If, in the mercy and mystery of God, people can be saved who have never even heard of Christ, they are still saved only because of Christ, "for there is salvation in no one else."

Many Christians are embarrassed by this claim. They are intimidated by a culture that decrees that all truths are equal. Who are you to claim that you have the truth and others do not? That is indeed an intimidating question, unless we understand that we do not have the truth in the sense of its being a possession under our control. The Christian claim is that we have been encountered by the truth revealed by God in Jesus Christ and by his grace we have responded to that encounter by faith. We hope and pray and work for everyone to be so encountered and to so respond.

Christians are often responsible for the common misunderstanding of what is meant when we say, "there is salvation in no one else." We are heard to be saying, "My truth is better than your truth; my religion is better than your religion (Or nonreligion)." But Christ is not my truth or your truth, he is the truth. He is not one truth among many. He is the truth about everything that is true. He is the universal and cosmic truth. Everything that is true--in religion, philosophy, mathematics, or the art of baseball --is true by virtue of participation in the truth who is Christ. The problem is not that non-Christians do not know truth; the problem is that they do not know that the truth they know is the truth of Christ.

To speak of Jesus is to speak Truth, and the one Truth that really matters. We are called to evangelism not as some arcane religious competition to see who can create the largest number of converts; we are called to evangelism to spread the truth. And one important point about the truth is that it cannot be spread at gunpoint or knifepoint, or through threat of a bomb or of annihilation. Orwell's 1984 introduced the reader to the minitruth--a ministry dedicated only to the truth of the day, to the eradication of the contradictory past and the promotion of the present truth. The truth of the totalitarian is not truth at all, but will made into a species of "fact" without basis.

[WHAT THE TASK ASKS]
Continue the passage on Christ as the one truth from its last sentence.

[STORED RECORDS]
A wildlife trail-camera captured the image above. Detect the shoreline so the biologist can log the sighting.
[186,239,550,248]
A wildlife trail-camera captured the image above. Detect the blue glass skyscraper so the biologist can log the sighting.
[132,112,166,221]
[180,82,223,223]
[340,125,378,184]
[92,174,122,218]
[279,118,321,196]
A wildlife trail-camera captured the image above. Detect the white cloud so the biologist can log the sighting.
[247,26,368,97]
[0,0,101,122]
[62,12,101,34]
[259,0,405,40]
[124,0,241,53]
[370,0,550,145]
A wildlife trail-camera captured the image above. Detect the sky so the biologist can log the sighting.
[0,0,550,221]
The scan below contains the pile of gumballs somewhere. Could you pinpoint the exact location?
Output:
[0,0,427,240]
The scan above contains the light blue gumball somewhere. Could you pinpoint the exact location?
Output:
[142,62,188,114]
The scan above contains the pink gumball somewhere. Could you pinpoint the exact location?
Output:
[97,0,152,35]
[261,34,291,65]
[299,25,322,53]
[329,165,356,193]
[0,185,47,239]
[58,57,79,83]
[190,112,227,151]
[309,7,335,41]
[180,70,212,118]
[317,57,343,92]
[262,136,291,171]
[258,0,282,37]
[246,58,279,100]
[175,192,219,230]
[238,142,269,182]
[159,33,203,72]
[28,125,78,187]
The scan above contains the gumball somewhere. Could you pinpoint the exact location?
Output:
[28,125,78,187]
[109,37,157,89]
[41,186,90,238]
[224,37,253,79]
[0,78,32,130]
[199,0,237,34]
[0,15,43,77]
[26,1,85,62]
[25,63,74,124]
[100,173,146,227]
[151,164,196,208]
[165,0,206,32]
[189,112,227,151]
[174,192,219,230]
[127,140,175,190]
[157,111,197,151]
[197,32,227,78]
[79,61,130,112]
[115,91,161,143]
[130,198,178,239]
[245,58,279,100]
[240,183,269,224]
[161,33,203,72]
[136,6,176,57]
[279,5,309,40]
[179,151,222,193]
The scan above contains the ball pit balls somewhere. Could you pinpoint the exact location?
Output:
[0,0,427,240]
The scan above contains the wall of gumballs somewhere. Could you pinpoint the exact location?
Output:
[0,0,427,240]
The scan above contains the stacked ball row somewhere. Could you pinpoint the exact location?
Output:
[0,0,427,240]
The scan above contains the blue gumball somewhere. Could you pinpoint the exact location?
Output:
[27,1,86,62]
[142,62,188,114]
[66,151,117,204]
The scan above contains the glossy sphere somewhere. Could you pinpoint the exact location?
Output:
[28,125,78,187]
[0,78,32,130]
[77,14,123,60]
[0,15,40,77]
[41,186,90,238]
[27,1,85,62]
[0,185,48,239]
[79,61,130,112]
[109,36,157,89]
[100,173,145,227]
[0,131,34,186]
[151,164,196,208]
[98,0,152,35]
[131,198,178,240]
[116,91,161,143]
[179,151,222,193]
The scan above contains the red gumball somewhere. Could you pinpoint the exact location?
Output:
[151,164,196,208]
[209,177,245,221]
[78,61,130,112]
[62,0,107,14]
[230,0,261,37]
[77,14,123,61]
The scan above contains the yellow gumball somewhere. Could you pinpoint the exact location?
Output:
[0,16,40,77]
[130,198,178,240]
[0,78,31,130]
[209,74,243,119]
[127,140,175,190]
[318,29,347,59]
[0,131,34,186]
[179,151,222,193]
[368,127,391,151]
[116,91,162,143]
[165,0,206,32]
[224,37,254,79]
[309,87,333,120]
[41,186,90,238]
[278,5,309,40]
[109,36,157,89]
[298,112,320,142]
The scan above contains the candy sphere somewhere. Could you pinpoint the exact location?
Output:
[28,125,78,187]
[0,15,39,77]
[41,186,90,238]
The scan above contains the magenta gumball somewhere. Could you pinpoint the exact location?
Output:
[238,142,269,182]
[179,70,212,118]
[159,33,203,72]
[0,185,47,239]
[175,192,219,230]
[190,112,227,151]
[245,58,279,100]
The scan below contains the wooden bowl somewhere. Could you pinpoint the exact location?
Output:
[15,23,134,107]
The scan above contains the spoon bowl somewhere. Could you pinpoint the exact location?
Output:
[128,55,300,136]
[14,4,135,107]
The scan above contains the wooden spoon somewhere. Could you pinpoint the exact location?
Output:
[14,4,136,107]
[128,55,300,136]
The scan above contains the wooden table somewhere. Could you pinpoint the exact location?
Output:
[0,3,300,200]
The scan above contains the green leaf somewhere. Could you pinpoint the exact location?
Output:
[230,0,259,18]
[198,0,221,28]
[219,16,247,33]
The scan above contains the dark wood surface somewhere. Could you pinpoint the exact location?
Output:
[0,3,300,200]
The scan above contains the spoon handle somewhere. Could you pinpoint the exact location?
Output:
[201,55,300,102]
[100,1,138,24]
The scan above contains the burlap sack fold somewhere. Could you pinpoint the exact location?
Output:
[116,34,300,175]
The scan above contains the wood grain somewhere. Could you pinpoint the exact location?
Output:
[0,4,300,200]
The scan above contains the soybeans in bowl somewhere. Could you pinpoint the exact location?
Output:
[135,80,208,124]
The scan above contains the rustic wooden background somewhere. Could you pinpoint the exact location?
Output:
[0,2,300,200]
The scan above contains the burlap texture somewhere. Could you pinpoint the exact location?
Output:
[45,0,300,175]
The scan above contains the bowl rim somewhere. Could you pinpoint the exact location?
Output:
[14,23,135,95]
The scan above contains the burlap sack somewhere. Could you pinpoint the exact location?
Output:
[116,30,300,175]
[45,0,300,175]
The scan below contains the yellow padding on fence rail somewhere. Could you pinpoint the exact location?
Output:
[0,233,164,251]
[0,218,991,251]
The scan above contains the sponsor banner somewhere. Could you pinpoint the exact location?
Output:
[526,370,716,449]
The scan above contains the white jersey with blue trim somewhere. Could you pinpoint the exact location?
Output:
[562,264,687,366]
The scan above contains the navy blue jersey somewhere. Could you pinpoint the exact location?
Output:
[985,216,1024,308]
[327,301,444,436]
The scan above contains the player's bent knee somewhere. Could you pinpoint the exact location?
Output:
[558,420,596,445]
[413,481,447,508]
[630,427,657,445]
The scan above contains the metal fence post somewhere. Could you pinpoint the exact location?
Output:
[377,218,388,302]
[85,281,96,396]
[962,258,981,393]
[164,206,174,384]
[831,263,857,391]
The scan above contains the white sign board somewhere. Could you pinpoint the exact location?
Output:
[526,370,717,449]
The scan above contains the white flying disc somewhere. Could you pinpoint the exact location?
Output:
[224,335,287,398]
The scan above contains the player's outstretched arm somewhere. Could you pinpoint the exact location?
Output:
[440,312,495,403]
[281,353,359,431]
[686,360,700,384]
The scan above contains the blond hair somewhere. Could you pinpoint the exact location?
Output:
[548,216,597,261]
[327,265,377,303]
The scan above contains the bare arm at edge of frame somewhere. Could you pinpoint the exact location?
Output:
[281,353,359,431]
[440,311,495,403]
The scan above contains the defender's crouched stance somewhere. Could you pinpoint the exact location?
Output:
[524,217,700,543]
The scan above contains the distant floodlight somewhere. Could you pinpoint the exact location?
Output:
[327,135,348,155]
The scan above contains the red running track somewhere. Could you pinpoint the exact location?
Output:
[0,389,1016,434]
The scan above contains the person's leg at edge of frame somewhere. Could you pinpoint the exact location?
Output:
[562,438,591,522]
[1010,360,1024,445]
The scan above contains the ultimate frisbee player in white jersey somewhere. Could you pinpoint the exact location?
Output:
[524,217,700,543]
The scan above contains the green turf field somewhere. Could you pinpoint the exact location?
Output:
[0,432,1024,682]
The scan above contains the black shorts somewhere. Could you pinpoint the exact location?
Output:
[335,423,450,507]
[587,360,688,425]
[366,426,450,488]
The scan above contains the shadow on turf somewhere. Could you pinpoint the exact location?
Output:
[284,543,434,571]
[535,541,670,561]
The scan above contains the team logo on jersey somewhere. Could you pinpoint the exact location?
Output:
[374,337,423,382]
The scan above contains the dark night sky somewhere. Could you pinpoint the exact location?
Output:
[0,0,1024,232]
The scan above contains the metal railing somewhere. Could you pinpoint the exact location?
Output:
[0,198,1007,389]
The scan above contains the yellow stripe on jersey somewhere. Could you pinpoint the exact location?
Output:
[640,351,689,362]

[WRITTEN RESPONSE]
Jesus is not totalitarian, nor is Christianity. A Christian, by virtue of his or her baptism, is required to share the truth--in words, but usually more profitably in the way one leads one's life. But first each Christian must know the truth and understand it to the extent that a person is capable of doing. In knowing and understanding the truth, there is no temptation to grandstand or to get into the "my truth is better than your truth" competition. For truly, to know this Truth, the chief faculty required is not the intellect, but the heart. One cannot know Christ Jesus in the head alone. Unless Jesus is the center and core of life, He is nothing at all to the person who claims to follow Him. If Jesus is not constantly in the heart, He has no home at all, because Jesus is not an idea. Jesus is incarnate love, and such love only has a home in the faculties capable of love--we refer to these as the "heart." If Jesus has not been allowed to enter and transform the human heart into His temple and throne room, then He is a transitory visitor. He will continue to visit, of course, because He is all mercy and kindness. But the person for whom Jesus is not the center is not a person who can witness for Christianity in any believable way. The central truth of Christianity has not taken hold. There is no effective evangelism apart from love. And once love has taken hold, there is no effective eradication. This we can derive from the history of Christianity in Japan, which, although now a small percentage of the population, survived the most ruthless and barbaric oppressions to still emerge, sometimes in strange native shapes, but nevertheless, the light of Jesus is still there.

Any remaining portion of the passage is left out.